§ Exercise: Rewrite only the lines from the line with "Exercise. Mark the blurred" up to and including the line with "pixel 548 1178", changing "blurred background" to "out-of-focus backdrop" and keeping everything else the same.

§ The records:

⁂

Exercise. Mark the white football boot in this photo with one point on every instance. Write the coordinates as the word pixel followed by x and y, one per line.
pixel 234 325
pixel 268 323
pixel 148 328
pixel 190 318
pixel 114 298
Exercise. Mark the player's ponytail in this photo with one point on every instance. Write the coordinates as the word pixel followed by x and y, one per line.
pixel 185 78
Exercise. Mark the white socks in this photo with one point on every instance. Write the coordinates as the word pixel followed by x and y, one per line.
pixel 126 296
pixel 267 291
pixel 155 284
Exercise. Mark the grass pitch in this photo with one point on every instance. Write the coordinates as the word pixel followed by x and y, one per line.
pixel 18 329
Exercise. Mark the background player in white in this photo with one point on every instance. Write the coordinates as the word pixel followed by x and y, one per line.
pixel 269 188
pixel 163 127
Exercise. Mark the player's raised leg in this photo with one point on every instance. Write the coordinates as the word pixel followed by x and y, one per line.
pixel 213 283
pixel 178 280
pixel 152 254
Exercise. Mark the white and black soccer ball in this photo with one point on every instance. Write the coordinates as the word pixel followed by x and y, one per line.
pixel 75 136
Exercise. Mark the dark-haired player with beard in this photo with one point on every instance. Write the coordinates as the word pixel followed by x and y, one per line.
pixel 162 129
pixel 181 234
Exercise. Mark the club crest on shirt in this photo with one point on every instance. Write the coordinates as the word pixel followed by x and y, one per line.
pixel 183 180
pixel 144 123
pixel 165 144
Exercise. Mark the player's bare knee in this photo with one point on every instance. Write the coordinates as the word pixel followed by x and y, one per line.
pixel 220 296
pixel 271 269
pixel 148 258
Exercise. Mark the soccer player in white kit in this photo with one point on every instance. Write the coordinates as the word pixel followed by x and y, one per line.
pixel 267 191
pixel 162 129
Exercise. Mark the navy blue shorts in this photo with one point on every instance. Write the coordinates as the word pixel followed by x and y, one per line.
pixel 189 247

⁂

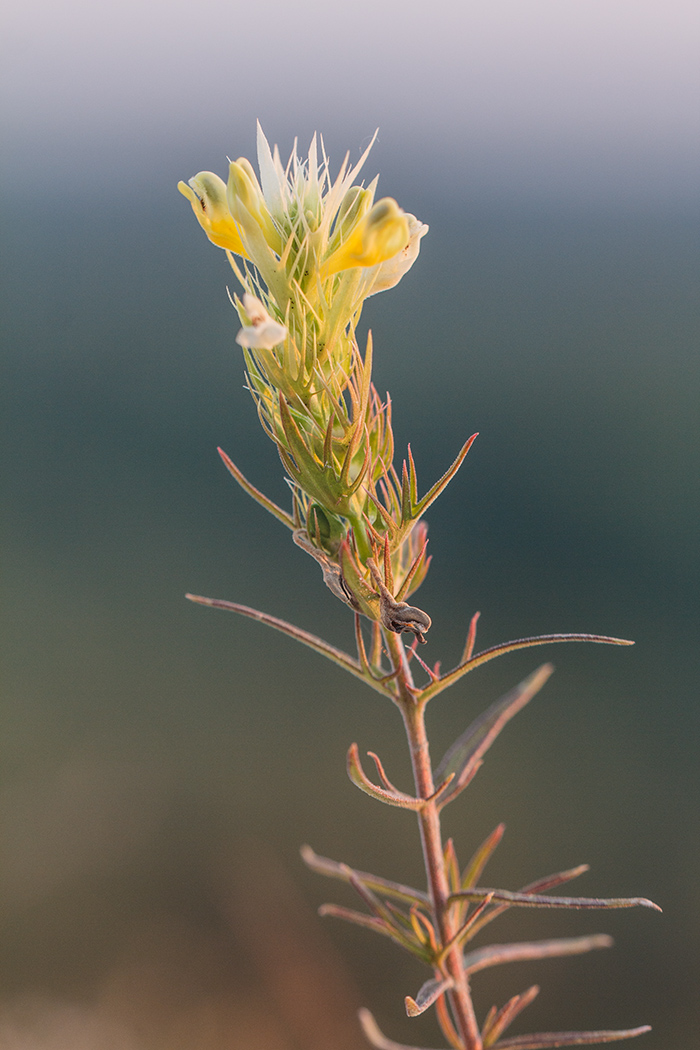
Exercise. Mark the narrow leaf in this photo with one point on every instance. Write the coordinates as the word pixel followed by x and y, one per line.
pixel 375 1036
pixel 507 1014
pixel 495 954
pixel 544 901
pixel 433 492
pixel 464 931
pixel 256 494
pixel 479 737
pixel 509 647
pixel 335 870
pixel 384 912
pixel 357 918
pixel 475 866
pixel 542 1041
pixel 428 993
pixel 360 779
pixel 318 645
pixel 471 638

⁂

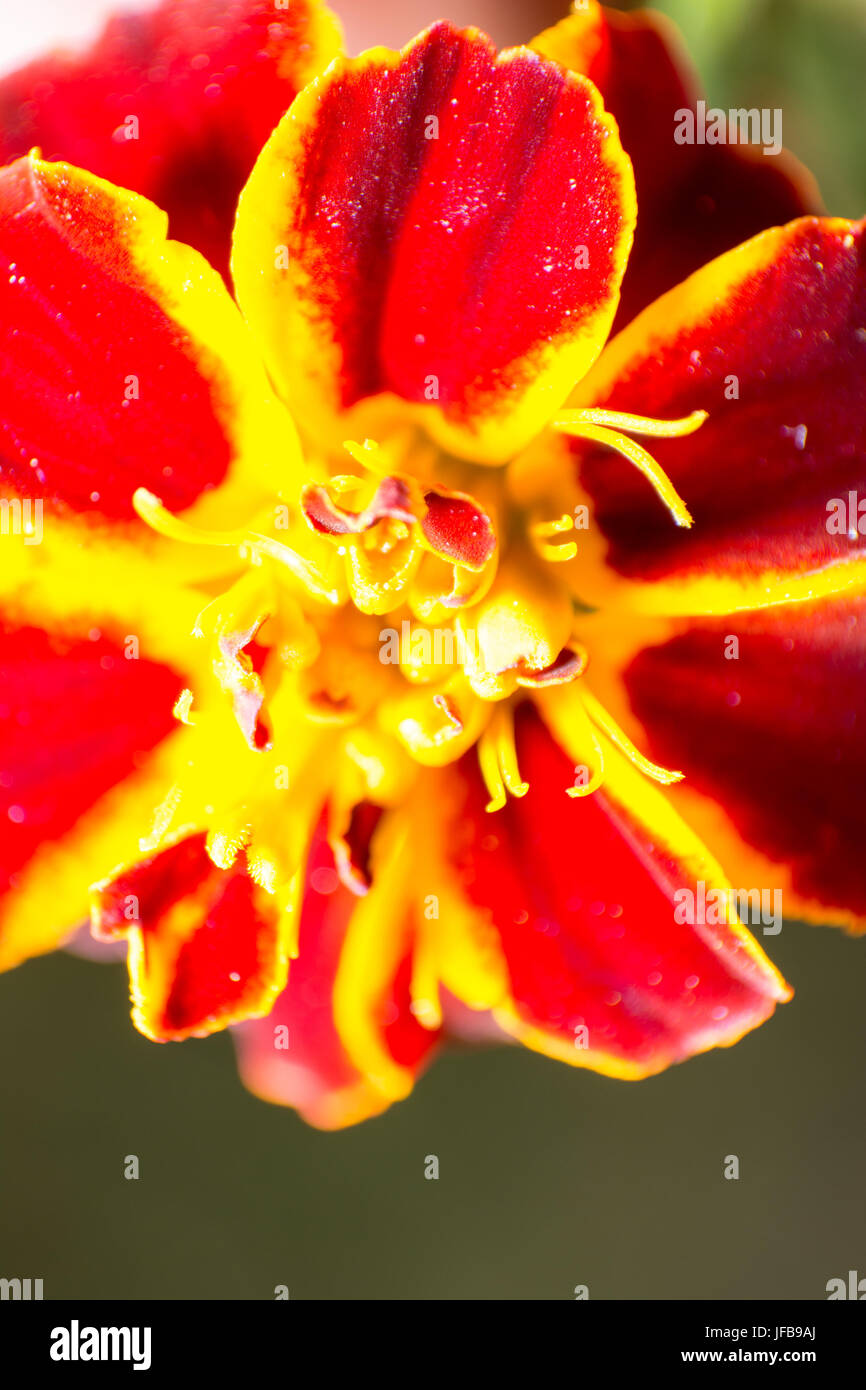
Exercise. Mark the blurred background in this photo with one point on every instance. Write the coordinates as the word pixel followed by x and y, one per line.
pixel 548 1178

⁂

§ Result for this task:
Exercise. Mark the out-of-focus backdrop in this photo with one point on every instance. Write the coordinates as the word pixel followed by x and y, one per line.
pixel 548 1178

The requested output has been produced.